**WHAT TO WORK ON**
Reproduce exactly, with no other output, every line of the data below from the line containing "Place a marker on the arched" to the end, inclusive.

(Data items)
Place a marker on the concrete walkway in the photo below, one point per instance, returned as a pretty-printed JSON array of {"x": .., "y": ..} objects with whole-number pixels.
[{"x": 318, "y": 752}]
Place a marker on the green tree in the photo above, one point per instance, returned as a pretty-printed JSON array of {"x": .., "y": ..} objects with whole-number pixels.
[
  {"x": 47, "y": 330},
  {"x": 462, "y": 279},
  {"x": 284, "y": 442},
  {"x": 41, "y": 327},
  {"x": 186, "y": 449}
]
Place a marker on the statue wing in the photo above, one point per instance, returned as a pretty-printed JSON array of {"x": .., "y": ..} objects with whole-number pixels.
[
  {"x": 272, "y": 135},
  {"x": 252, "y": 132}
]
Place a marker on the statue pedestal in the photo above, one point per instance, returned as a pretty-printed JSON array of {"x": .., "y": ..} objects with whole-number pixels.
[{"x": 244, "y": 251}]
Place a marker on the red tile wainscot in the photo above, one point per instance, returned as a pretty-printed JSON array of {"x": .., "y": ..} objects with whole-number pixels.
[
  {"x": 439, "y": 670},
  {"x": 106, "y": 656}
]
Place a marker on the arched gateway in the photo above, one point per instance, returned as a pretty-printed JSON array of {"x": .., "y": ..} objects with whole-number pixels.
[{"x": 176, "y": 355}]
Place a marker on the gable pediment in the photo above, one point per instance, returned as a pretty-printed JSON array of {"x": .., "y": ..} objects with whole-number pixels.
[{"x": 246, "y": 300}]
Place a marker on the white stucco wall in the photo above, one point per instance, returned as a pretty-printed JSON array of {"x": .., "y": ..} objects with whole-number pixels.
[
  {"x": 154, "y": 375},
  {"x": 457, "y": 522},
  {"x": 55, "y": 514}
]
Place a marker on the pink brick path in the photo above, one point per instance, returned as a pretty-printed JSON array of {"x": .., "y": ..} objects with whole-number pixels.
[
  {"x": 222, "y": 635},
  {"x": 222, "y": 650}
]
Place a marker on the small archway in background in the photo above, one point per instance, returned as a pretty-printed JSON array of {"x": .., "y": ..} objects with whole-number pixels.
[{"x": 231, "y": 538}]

**EXPECTED ANSWER**
Place a marker on the arched gateway in the photo above, one point per instance, returned as a pretty-printed JSON array of {"x": .., "y": ..} objects with whole-number pixels.
[{"x": 176, "y": 355}]
Place a marker on the gable pediment in the photo above, one point per instance, returned as a pretty-printed JSON array of {"x": .., "y": ..} objects with whole-number pixels.
[{"x": 246, "y": 300}]
Place a marker on the white stucco wall in the photo above, one point per instance, returned as a pretty-printed JSON array of {"x": .., "y": ..} objects with whole-number pixels.
[
  {"x": 154, "y": 375},
  {"x": 457, "y": 522},
  {"x": 55, "y": 514}
]
Place a marker on the pink brick path in the photo above, one point per instance, returned as a pretty-printed JSON array of {"x": .., "y": ..} objects with whole-number pixels.
[
  {"x": 222, "y": 635},
  {"x": 222, "y": 650}
]
Place a marker on the small archway in background in the photo above, one point per instance, returned as a pretty-printed JSON array of {"x": .., "y": ..} objects with whole-number pixels.
[{"x": 231, "y": 538}]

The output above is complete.